WHAT YOU SHOULD DO: In the rows below, report each line that contains the word "orchid" by copying the whole line. Uppercase and lowercase count as different.

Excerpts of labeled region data
>> Begin
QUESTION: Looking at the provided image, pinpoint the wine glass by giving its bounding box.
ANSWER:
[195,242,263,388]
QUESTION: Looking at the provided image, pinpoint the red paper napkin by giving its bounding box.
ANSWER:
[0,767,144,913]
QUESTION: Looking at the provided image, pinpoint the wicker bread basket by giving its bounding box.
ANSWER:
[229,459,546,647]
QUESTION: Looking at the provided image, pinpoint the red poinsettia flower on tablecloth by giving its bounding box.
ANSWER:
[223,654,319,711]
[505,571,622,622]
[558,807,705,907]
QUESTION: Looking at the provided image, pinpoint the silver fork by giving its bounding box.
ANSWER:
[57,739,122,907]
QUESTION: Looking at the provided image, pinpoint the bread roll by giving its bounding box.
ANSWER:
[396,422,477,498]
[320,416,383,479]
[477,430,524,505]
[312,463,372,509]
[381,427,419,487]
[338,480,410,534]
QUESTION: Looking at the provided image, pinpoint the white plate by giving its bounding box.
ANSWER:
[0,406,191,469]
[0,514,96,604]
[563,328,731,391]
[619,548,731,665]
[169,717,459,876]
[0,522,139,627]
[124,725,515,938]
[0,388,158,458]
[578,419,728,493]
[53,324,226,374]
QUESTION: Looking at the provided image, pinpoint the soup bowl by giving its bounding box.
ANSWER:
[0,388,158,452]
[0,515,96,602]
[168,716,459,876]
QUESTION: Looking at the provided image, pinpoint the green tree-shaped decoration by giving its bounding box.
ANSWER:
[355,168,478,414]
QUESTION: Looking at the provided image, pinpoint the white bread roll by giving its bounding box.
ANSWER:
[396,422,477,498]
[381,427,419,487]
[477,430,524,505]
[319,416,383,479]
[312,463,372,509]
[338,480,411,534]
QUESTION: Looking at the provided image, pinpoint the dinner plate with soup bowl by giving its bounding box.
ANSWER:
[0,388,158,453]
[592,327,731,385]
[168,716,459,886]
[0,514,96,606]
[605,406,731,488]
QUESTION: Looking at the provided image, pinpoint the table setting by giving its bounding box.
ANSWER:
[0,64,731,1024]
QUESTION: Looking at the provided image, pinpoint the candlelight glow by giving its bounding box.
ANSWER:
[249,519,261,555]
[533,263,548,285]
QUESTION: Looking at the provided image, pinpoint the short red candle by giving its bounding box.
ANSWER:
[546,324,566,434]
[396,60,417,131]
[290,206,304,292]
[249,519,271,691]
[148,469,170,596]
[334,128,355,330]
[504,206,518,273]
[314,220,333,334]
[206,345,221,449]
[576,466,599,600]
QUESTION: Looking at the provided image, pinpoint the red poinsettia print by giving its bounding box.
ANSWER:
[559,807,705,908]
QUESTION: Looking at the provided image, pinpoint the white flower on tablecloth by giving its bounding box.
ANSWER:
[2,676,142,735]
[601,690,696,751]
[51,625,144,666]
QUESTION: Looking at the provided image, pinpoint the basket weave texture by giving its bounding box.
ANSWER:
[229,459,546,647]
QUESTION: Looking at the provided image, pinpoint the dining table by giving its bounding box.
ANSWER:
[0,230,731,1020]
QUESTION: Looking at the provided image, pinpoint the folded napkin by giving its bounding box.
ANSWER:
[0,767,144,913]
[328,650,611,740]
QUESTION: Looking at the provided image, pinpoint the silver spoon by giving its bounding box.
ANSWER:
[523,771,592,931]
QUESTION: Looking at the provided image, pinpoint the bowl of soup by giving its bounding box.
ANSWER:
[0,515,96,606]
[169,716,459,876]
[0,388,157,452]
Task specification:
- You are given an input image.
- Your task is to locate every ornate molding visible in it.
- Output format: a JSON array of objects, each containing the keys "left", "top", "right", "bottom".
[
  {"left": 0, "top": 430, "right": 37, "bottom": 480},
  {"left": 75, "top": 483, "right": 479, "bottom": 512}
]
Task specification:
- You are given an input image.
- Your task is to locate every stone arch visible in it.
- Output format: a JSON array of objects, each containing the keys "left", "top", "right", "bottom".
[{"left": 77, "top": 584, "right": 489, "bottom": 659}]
>> End
>> Begin
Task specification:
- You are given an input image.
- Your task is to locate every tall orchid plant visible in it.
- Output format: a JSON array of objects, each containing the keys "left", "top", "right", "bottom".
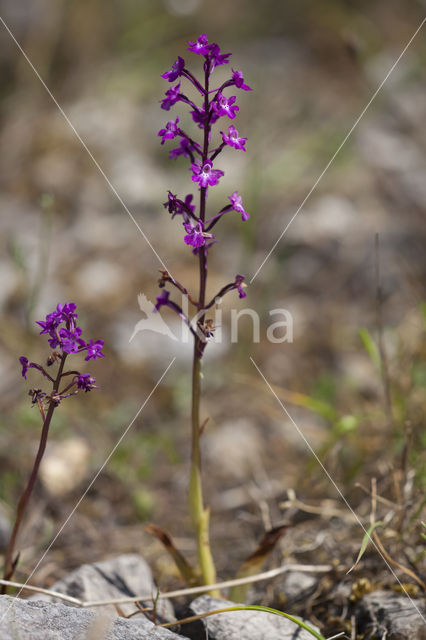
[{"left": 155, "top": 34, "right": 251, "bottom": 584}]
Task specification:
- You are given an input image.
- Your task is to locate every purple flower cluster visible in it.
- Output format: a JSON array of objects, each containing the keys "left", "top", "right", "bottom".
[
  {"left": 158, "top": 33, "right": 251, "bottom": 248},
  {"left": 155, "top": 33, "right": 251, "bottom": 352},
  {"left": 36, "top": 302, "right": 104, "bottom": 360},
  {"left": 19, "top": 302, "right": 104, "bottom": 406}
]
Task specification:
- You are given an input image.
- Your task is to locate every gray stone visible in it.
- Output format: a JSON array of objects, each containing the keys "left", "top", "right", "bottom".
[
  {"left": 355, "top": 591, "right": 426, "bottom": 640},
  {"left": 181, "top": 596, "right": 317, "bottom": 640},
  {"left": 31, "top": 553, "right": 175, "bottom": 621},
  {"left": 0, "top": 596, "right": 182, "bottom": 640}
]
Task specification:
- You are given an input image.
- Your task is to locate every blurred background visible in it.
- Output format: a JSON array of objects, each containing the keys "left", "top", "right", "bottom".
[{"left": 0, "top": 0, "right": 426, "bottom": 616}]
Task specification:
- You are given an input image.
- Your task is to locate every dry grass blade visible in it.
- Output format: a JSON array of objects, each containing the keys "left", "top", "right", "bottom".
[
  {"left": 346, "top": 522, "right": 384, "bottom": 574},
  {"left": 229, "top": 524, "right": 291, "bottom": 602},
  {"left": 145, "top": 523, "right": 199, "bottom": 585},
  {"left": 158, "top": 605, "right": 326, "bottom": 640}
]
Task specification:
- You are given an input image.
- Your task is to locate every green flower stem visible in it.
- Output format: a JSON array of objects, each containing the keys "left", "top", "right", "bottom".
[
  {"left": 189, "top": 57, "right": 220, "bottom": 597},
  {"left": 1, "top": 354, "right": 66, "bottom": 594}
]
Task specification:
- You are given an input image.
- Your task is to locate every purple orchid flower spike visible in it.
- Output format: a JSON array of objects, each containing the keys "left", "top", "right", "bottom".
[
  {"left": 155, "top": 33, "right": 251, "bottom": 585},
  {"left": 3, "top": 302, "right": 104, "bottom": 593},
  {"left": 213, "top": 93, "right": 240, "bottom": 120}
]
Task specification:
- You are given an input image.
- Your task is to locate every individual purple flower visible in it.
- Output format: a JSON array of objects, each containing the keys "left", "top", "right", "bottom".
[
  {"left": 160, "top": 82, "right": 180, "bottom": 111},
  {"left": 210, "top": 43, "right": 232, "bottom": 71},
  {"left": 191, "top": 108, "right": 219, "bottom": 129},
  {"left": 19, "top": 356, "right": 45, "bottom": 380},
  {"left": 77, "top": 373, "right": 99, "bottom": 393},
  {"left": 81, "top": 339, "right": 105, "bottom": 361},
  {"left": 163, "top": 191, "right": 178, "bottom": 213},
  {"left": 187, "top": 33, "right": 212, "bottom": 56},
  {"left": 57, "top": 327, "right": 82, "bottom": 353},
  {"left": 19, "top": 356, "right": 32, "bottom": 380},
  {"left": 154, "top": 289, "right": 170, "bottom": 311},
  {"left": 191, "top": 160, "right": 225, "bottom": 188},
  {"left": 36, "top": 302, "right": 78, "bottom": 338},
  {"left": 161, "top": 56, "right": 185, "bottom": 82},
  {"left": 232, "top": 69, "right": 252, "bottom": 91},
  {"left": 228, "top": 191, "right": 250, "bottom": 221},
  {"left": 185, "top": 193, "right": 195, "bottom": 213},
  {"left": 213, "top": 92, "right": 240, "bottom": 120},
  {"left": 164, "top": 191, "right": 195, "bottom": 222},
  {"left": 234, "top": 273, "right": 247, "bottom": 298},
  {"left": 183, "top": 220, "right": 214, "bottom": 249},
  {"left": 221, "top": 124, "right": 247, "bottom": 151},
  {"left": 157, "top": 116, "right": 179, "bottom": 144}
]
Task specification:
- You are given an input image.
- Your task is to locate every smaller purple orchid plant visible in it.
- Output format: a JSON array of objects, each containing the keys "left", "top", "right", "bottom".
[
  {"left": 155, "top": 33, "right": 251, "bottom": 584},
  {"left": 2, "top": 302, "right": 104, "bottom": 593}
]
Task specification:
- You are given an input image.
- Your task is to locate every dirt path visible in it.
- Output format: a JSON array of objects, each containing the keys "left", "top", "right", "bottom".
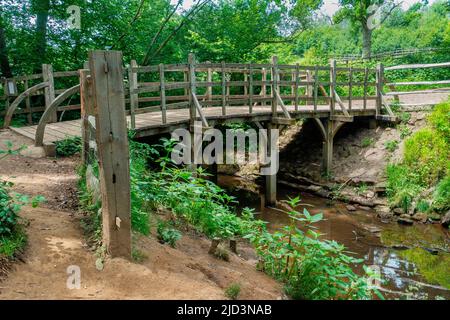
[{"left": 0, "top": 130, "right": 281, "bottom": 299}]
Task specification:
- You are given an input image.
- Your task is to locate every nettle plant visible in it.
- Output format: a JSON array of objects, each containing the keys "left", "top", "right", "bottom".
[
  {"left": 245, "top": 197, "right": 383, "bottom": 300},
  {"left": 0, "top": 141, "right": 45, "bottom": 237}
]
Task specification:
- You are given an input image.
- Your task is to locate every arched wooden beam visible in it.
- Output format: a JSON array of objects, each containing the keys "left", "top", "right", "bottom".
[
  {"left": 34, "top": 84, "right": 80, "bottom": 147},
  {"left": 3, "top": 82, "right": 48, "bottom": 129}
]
>> End
>> Begin
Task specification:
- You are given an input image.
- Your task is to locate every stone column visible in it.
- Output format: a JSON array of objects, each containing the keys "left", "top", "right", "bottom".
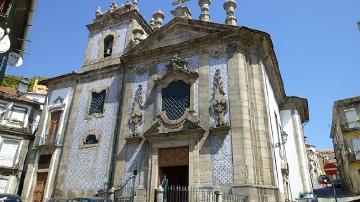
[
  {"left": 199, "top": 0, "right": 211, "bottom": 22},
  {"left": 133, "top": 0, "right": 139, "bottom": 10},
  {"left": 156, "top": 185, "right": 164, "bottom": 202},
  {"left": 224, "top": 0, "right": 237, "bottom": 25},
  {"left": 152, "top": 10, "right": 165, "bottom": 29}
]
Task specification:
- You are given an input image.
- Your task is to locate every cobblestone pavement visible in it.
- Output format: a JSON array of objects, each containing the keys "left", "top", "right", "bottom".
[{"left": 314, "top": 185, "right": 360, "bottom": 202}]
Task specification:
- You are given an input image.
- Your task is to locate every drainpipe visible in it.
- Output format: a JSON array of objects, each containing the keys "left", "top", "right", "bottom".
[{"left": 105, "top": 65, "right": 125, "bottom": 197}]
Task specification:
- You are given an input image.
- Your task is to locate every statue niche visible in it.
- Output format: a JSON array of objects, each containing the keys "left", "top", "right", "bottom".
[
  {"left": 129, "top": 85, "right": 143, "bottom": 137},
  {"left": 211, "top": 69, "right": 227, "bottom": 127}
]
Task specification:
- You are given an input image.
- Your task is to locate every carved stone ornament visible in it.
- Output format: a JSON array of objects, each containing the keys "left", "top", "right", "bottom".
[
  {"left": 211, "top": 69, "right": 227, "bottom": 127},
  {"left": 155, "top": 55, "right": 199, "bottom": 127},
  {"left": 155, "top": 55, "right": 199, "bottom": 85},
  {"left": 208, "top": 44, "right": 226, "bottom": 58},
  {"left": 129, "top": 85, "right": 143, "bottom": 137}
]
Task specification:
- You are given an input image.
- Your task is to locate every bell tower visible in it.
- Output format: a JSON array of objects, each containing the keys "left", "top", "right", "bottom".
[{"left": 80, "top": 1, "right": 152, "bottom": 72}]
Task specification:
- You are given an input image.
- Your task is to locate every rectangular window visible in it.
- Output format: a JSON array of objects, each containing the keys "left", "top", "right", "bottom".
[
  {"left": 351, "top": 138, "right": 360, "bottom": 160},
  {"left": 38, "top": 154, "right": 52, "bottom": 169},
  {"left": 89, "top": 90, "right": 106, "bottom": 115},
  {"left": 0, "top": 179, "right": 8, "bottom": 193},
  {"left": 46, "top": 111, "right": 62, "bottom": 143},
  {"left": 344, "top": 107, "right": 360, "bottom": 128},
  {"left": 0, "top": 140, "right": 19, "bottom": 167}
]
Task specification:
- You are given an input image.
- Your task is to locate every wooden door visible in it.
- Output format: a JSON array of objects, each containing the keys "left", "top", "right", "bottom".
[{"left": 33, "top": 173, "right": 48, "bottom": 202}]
>> End
TASK SOLUTION:
- Your task is to locate every tall orchid plant visible in it.
- Your task is to locate every purple orchid flower spike visible in it.
- Your task is to locate every smaller purple orchid plant visible in it.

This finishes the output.